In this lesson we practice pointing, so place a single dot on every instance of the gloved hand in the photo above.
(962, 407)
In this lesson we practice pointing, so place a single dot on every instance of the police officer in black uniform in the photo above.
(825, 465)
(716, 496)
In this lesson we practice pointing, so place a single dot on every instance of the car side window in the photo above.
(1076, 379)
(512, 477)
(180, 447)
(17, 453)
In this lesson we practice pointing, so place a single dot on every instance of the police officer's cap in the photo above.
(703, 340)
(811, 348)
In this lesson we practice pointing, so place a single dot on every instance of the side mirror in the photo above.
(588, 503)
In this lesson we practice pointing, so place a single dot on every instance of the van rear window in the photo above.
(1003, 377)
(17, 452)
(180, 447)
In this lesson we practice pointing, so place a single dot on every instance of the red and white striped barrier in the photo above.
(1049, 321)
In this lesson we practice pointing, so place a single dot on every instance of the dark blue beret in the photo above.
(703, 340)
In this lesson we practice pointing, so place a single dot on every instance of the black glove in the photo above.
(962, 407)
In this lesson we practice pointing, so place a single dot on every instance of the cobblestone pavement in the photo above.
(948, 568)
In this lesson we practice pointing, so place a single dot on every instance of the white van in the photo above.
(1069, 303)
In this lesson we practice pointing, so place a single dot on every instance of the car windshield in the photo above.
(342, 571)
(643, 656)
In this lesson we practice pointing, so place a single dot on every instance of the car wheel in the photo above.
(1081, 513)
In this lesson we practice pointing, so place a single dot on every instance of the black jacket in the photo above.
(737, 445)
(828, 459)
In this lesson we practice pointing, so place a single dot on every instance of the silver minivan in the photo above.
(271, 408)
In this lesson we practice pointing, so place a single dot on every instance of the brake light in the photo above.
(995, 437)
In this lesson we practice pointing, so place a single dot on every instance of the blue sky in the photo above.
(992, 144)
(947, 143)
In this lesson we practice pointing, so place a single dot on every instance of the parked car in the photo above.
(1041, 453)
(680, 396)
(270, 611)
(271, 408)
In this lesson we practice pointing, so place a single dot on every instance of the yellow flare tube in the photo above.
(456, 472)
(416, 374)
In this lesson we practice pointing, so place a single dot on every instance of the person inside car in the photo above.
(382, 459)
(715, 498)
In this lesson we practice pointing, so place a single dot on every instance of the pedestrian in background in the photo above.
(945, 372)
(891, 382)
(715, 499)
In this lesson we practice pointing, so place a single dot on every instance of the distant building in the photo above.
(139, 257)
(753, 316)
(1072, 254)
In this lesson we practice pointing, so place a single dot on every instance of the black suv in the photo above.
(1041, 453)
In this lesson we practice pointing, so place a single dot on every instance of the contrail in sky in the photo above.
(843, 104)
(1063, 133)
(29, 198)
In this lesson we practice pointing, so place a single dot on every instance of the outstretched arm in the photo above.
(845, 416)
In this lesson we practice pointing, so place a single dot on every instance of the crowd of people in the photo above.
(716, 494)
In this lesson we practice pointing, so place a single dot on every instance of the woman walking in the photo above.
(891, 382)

::::

# DIRECTIONS
Return every line of the material above unchanged, word for word and in the same order.

# WRITTEN ANSWER
In this lesson we practice pointing, so place a single dot on every instance of the gloved hand in the photo above.
(962, 407)
In this lesson we practice pointing, so place a single dot on every instance of the police officer in black uniform in the photo above.
(825, 465)
(716, 496)
In this lesson we practice pointing, so place a single dot on every instance of the car side window in the photo above.
(1076, 379)
(512, 477)
(180, 447)
(17, 453)
In this lesson we practice pointing, so place a single dot on every instance of the police officer's cap in the photo above.
(703, 340)
(811, 348)
In this lesson we practice pointing, so place a single dot on every instance of the side mirror in the photo above.
(588, 503)
In this lesson we practice pointing, so place a single dot on every instance of the van rear window in the photo above.
(1003, 377)
(17, 452)
(180, 447)
In this lesson we practice pointing, so place a single dot on every instance of the red and white striped barrier in the photo above.
(1049, 321)
In this lesson we practice pointing, so place a single dot on every instance of the dark blue beret in the photo above.
(703, 340)
In this lesson we practice pointing, so place a single dot on every instance of the black glove in the photo above.
(962, 407)
In this lesson we practice pointing, so place a single dot on every instance of the cobblestone pavement in the photo above.
(948, 568)
In this lesson we practice pointing, so place a single dot on every instance of the white van in the photo above.
(1069, 303)
In this lesson we practice pointing, so place a single dot on every instance of the car windshield in the photo above.
(342, 571)
(643, 656)
In this lesson we practice pointing, so place a single dot on every instance of the car wheel in the photo above.
(1081, 513)
In this lesson we practice pointing, so place a single dot on every instance of the black jacket in the photo above.
(737, 445)
(828, 459)
In this lesson we practice pointing, so place a single dot on every instance of the silver minivan in the photo above.
(271, 408)
In this lesson we practice pointing, so place a single dot on every instance of the brake light in the photo above.
(995, 437)
In this lesson we practice pointing, so place a single dot on every instance of the blue sky in the photo above.
(992, 144)
(947, 143)
In this lesson we practice pointing, so place a single dot on every instance of the parked car in the photo above.
(1041, 453)
(680, 396)
(270, 611)
(271, 408)
In this lesson we practice pointing, so place a single dot on every instance of the yellow flare tube in the photo above.
(456, 472)
(416, 374)
In this lesson we practice pointing, so place a single dot on every instance of the person inside car in the photo above.
(382, 459)
(715, 498)
In this lesson we practice pointing, so place a single dot on every instance of the pedestrian in background in the photo above.
(945, 372)
(891, 382)
(715, 499)
In this lesson we practice pointing, so place a single dot on every instance of the distant building in the photo above.
(139, 257)
(753, 316)
(1072, 254)
In this lesson we practice pointing, so place a single dot on every instance of the black suv in the photo above.
(1041, 453)
In this lesson we practice pointing, so place a single dot on every instance of the contrail in sky in the photo above.
(843, 104)
(1063, 133)
(29, 198)
In this lesson we practice pointing, so place a single dot on every instance of the outstretched arm in the photo above.
(845, 416)
In this lesson we practice pointing, so place a single dot on every instance of the crowd of people in the photo above.
(716, 494)
In this lesson we practice pointing, so place a single dot on every instance of the woman walking in the photo above.
(891, 382)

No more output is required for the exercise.